▸ GOAL OF THE EXERCISE:
Reproduce all of the rows below word for word, omitting the pictures.

▸ ROWS:
━━━

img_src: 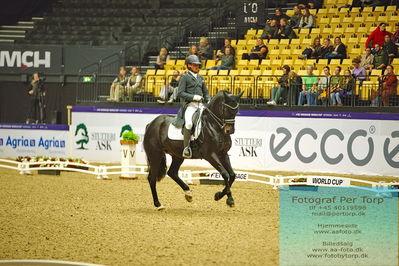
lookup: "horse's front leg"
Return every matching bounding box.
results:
[215,154,236,206]
[207,153,234,207]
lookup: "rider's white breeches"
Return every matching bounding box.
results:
[184,102,202,130]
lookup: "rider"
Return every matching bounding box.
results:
[173,55,210,158]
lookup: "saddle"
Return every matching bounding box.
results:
[168,108,204,141]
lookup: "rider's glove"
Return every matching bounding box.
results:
[193,95,202,102]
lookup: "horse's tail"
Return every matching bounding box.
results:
[143,121,166,181]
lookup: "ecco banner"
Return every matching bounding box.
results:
[0,44,62,74]
[0,124,69,159]
[70,107,399,178]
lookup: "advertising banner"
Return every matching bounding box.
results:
[0,124,69,159]
[71,107,399,176]
[0,44,62,74]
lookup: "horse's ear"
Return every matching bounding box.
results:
[236,91,244,99]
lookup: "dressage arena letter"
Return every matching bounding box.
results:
[279,187,398,266]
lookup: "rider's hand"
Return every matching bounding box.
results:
[193,95,202,102]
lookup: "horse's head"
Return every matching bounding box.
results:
[208,90,244,134]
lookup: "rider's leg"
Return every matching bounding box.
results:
[182,103,197,159]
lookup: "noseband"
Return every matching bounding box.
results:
[205,103,240,129]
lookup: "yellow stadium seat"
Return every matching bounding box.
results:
[146,69,156,76]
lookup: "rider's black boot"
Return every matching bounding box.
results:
[182,128,192,159]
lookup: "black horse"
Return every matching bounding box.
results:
[143,91,243,210]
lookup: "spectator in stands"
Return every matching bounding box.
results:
[382,34,398,64]
[155,47,170,69]
[261,19,278,40]
[211,47,234,70]
[107,66,128,102]
[186,45,198,57]
[298,66,318,105]
[392,23,399,47]
[317,38,334,59]
[217,37,236,58]
[352,58,367,82]
[126,67,143,101]
[371,65,398,106]
[326,37,346,59]
[157,70,180,104]
[270,7,290,22]
[316,66,331,105]
[373,44,388,70]
[267,65,291,105]
[276,18,298,39]
[242,38,268,60]
[330,66,350,106]
[360,47,374,74]
[366,23,392,48]
[290,5,302,29]
[298,8,315,29]
[299,37,321,59]
[198,37,213,60]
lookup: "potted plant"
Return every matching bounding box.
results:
[120,128,139,179]
[288,177,318,191]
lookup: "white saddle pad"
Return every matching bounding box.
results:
[168,108,204,140]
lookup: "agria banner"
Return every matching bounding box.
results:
[0,124,69,158]
[71,107,399,176]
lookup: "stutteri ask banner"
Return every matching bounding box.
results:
[0,124,69,158]
[70,107,399,176]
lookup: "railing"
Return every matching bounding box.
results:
[0,159,399,196]
[79,71,399,107]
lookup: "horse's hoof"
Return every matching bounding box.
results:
[156,205,165,211]
[215,191,223,201]
[226,198,234,208]
[184,190,193,202]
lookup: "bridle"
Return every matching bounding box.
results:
[205,100,240,129]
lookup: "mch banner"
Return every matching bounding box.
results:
[70,107,399,178]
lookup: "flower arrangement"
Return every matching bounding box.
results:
[16,156,89,169]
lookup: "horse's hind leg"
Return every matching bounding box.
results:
[168,156,193,202]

━━━

▸ THE OUTPUT:
img_src: 
lookup: "horse's front leg"
Return every matching bounding box.
results:
[215,154,236,206]
[207,153,234,207]
lookup: "rider's white breeches"
Return every matching bounding box.
results:
[184,102,202,130]
lookup: "rider"
Return every matching bounding box.
results:
[173,55,210,158]
lookup: "saddle"
Return every matching bounding box.
results:
[168,108,204,141]
lookup: "rider's glove"
Return every matching bounding box.
results:
[193,95,202,102]
lookup: "horse's tail"
Return every matching bounding box.
results:
[143,121,166,181]
lookup: "ecco banner"
Return every matching bounding box.
results:
[0,44,62,74]
[0,124,69,159]
[70,107,399,178]
lookup: "advertising banner"
Return every matching bounding box.
results:
[0,124,69,159]
[71,107,399,176]
[0,44,62,74]
lookup: "horse's ear"
Return every matching bounding box.
results:
[236,91,244,99]
lookup: "dressage arena letter"
Return every matching bounding box.
results:
[279,187,398,266]
lookup: "rider's hand"
Return every matching bounding box.
results:
[193,95,202,102]
lookup: "horse's head"
Return every matching bounding box.
results:
[208,90,244,134]
lookup: "rider's leg"
Return every matching bounding box.
results:
[182,103,197,159]
lookup: "noseband"
Return every matching bounding box.
results:
[205,103,240,129]
lookup: "yellow stadium seat"
Return every matching bounding box.
results:
[146,69,156,76]
lookup: "rider's black boot"
Return every matching bounding box.
results:
[182,128,192,159]
lookup: "black horse"
Return every matching bounding box.
results:
[143,91,243,210]
lookup: "spectator in stands"
Return every matching bounding box.
results:
[382,34,398,64]
[155,47,170,69]
[261,19,278,40]
[211,47,234,70]
[107,66,128,102]
[186,45,198,57]
[298,66,318,105]
[392,23,399,47]
[317,38,334,59]
[217,37,236,58]
[352,58,367,82]
[126,67,143,101]
[371,65,398,106]
[326,37,346,59]
[157,70,180,104]
[270,7,290,22]
[316,66,331,105]
[373,44,388,70]
[267,65,291,105]
[276,18,298,39]
[242,38,268,60]
[330,66,350,106]
[360,47,374,74]
[366,23,392,48]
[290,5,302,29]
[298,8,315,29]
[299,37,321,59]
[198,37,213,60]
lookup: "potted plant"
Return every matching bounding box.
results:
[120,128,139,179]
[288,177,318,191]
lookup: "white saddle pad"
Return every matching bounding box.
results:
[168,108,204,140]
lookup: "agria banner"
Return every matching bounding box.
results:
[0,124,69,158]
[71,107,399,176]
lookup: "stutteri ask banner"
Return every matching bounding box.
results:
[0,124,69,158]
[70,107,399,176]
lookup: "railing"
Return every matching bounding box.
results:
[0,159,399,196]
[79,71,399,107]
lookup: "horse's hoof"
Return every matching bounding box.
results:
[156,205,165,211]
[215,191,223,201]
[226,198,234,208]
[184,190,193,202]
lookup: "bridle"
Return every matching bounding box.
results:
[205,100,240,129]
lookup: "mch banner"
Return every matching bounding box.
results:
[70,107,399,178]
lookup: "flower arrangement"
Return every matching bounding box.
results:
[16,156,89,169]
lookup: "horse's hind leg"
Return every matching bounding box.
results:
[168,156,193,202]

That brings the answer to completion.